*** Extract provided ***

WAF & Bot Blocking: When Your Firewall Stops AI Crawlers
How Web Application Firewalls can accidentally block AI bots from reading your content.
What it measures
This check detects whether a Web Application Firewall (WAF) — Cloudflare, Sucuri, AWS WAF, Akamai — is blocking AI crawlers from accessing your content. WAFs protect against attacks but can accidentally block legitimate AI bots.
Why it matters for AI
When a WAF blocks an AI crawler, it typically serves a CAPTCHA challenge or 403 Forbidden response. AI bots can't solve CAPTCHAs, so your content becomes completely invisible. This is one of the most common reasons otherwise well-optimised content never appears in AI-generated answers.

*** End of Extract provided ***
*** Records provided ***

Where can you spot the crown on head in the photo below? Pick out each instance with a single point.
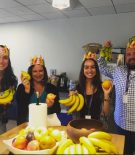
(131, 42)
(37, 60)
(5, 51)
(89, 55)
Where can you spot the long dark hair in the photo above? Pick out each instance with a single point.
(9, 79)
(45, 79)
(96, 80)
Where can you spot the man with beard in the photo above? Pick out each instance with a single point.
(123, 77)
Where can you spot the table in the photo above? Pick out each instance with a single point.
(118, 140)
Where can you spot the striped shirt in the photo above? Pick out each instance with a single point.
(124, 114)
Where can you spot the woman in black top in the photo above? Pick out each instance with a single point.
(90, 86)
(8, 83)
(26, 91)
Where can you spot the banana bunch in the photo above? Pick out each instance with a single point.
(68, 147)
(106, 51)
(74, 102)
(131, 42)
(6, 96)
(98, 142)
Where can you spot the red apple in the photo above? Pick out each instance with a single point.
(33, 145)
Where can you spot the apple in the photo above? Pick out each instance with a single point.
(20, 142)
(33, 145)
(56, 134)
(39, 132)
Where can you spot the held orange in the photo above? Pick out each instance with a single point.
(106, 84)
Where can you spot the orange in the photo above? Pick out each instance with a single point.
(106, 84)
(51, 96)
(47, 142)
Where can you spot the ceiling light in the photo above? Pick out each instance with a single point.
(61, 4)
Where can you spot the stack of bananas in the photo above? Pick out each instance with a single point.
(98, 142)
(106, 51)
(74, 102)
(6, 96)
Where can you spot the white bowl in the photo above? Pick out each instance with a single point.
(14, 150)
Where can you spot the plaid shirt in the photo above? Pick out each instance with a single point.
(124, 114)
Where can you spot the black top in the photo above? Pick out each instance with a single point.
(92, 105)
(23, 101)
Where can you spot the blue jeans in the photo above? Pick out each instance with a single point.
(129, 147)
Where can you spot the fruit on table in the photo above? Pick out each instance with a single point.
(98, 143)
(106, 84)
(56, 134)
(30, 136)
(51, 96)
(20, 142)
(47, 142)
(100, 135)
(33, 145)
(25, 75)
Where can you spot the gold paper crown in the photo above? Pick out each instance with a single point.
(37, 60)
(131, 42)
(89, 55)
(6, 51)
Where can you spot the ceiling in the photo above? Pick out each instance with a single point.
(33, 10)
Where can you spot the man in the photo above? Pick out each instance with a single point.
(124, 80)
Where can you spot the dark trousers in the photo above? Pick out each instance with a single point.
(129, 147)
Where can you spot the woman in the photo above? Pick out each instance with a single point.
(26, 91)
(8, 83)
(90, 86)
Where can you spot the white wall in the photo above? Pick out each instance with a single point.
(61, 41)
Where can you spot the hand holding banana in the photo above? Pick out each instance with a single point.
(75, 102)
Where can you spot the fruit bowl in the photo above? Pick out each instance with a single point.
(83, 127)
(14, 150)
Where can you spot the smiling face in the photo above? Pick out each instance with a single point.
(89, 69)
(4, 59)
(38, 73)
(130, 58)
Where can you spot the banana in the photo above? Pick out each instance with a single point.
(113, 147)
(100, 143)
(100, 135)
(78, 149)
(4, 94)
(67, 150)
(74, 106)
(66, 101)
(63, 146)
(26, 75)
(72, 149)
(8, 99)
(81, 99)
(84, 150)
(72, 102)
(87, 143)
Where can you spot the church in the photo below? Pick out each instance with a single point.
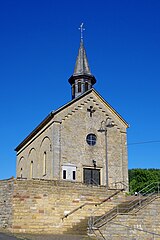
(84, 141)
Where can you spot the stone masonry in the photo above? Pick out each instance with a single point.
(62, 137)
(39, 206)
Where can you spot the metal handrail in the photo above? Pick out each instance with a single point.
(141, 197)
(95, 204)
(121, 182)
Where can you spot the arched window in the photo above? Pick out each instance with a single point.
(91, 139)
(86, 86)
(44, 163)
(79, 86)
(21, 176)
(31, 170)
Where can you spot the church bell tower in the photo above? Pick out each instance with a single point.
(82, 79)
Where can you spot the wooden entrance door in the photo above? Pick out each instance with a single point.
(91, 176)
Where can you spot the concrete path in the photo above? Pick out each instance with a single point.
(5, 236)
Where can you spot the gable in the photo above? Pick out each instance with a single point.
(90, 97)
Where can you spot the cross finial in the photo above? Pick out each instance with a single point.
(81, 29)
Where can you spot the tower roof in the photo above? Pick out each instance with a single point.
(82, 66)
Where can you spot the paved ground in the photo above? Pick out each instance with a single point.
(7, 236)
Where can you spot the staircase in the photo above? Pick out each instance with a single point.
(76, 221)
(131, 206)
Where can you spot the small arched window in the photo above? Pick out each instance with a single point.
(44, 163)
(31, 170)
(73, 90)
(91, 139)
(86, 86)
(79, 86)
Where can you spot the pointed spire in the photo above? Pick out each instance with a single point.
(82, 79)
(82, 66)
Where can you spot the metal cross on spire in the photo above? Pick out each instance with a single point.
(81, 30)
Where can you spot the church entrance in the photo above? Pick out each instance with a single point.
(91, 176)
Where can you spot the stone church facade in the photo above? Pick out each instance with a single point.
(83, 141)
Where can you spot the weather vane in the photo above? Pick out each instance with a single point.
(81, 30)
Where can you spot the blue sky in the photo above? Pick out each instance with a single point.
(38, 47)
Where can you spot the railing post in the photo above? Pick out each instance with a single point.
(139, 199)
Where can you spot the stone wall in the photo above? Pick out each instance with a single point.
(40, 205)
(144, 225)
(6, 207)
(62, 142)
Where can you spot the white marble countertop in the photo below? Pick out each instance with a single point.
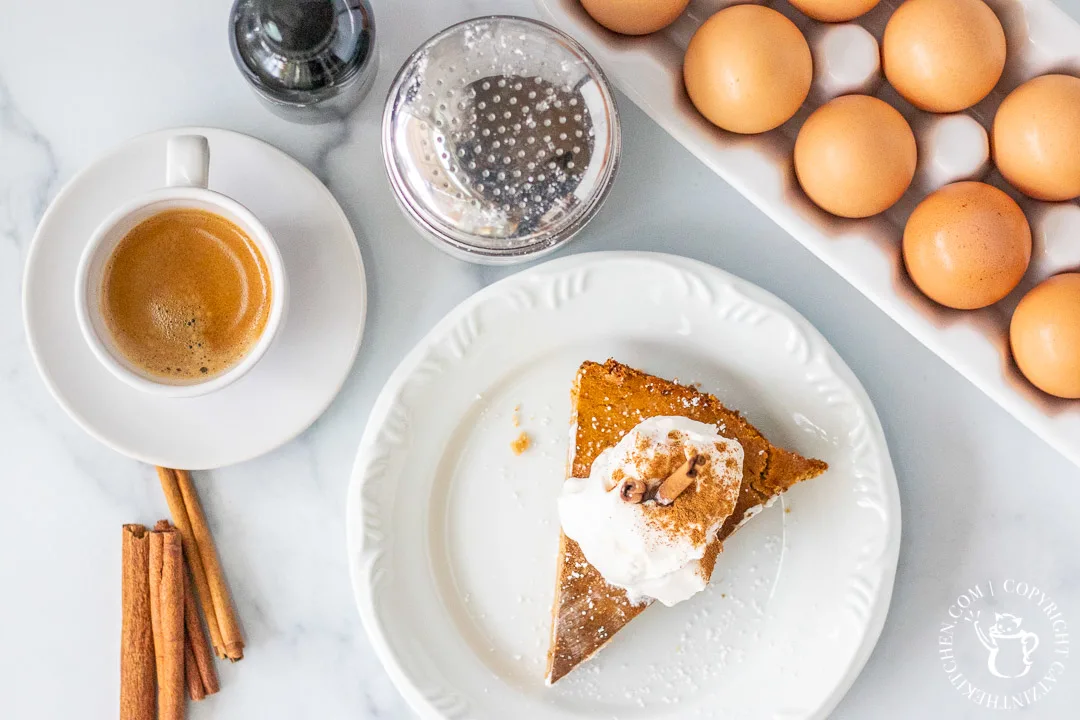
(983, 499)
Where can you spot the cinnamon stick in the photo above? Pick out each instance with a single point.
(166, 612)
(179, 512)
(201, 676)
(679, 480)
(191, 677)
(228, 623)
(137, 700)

*** End of Records provided ***
*** Records provided ***

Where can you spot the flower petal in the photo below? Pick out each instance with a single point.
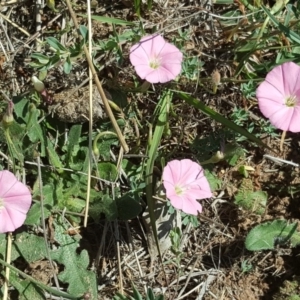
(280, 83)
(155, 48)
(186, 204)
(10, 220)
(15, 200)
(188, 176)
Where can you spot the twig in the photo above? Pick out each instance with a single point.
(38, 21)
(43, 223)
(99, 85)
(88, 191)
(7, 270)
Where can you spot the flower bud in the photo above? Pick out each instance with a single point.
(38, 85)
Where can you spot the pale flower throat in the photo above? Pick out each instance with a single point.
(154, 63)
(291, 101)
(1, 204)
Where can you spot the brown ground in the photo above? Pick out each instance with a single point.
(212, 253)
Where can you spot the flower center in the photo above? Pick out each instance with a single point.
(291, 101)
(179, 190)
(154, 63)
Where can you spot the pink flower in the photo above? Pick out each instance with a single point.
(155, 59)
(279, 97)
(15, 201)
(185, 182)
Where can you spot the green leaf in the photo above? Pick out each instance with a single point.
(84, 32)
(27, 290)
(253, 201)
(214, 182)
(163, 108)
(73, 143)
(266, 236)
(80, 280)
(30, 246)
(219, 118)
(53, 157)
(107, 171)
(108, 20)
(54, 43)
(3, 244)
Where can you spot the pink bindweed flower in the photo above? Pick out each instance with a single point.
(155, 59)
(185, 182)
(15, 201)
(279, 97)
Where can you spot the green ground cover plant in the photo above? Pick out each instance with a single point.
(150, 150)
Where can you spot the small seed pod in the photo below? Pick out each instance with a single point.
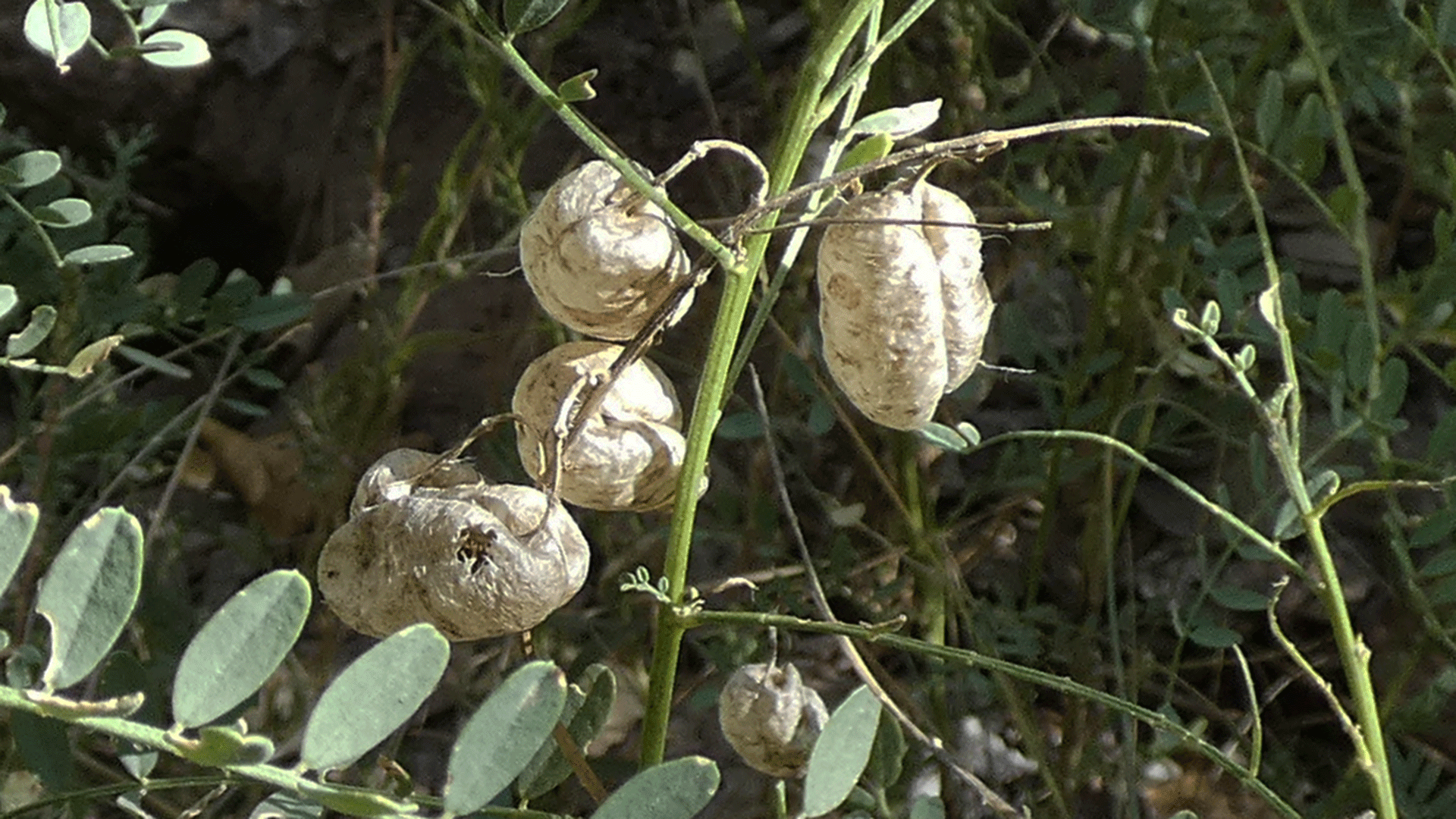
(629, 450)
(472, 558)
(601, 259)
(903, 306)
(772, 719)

*** End of Records provided ***

# Exercises to complete
(a) Copy from the page on WAF bot blocking above everything from "WAF & Bot Blocking: When" down to "legitimate AI bots.".
(b) Translate this sentence from the page on WAF bot blocking into Spanish: "AI bots can't solve CAPTCHAs, so your content becomes completely invisible."
(c) Pick up the page on firewalls blocking AI crawlers after its last sentence and carry it on.

# Results by task
(a)
WAF & Bot Blocking: When Your Firewall Stops AI Crawlers
How Web Application Firewalls can accidentally block AI bots from reading your content.
What it measures
This check detects whether a Web Application Firewall (WAF) — Cloudflare, Sucuri, AWS WAF, Akamai — is blocking AI crawlers from accessing your content. WAFs protect against attacks but can accidentally block legitimate AI bots.

(b) Los bots de IA no pueden resolver CAPTCHAs, por lo que tu contenido se vuelve completamente invisible.

(c)
| User Agent | Used by | What to whitelist |
|---|---|---|
| GPTBot | ChatGPT / OpenAI | Allow in WAF rules |
| ChatGPT-User | ChatGPT browsing | Allow in WAF rules |
| ClaudeBot | Claude / Anthropic | Allow in WAF rules |
| PerplexityBot | Perplexity AI | Allow in WAF rules |
| Google-Extended | Google AI / Gemini | Allow in WAF rules |
How to improve
- Whitelist AI crawler user agents — Add an allow rule in your WAF for the bots listed above
- Check your CDN settings — Cloudflare's "Bot Fight Mode" can block legitimate AI bots
- Test with AI user agents — Use curl with a GPTBot user-agent string to test access
- Monitor WAF logs — Look for blocked requests from legitimate AI crawlers
💡 Quick win
In Cloudflare: go to Security → WAF → Custom Rules. Create an "Allow" rule that matches user agents containing "GPTBot", "ClaudeBot", or "PerplexityBot".